## Gestellte Aufgabe
Wiederhole bitte unverändert alles ab der Zeile mit „Per instance of the man's bare“ bis hinunter zum Ende der Daten unten.

[Einträge des Datensatzes]
------------------------------

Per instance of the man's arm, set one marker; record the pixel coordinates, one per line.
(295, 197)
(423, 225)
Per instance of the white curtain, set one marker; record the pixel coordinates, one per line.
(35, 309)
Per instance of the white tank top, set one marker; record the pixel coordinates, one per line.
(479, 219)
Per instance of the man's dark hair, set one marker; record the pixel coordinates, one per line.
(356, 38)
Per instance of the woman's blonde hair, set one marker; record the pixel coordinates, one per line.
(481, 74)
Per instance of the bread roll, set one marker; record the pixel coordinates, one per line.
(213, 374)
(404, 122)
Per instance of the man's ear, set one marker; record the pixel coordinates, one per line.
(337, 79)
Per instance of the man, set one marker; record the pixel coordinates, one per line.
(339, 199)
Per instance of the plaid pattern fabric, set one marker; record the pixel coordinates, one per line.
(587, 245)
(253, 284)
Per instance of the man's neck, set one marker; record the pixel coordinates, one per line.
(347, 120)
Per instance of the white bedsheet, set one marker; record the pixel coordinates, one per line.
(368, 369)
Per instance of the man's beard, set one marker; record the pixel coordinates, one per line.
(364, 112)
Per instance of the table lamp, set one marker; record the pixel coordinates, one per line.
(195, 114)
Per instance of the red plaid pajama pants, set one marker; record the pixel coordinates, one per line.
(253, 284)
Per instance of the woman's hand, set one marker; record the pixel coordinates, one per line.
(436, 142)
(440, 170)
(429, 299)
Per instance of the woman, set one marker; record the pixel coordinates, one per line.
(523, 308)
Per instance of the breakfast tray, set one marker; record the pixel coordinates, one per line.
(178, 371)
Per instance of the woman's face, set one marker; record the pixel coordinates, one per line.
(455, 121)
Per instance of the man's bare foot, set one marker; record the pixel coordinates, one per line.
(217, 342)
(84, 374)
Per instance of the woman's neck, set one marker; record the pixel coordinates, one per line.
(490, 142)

------------------------------

## Ausgabe der Übung
Per instance of the man's bare foot, set one marker; record the pixel coordinates, one per line.
(217, 342)
(84, 374)
Per instance of the woman's neck, set one marker; record the pixel coordinates, one per line.
(490, 142)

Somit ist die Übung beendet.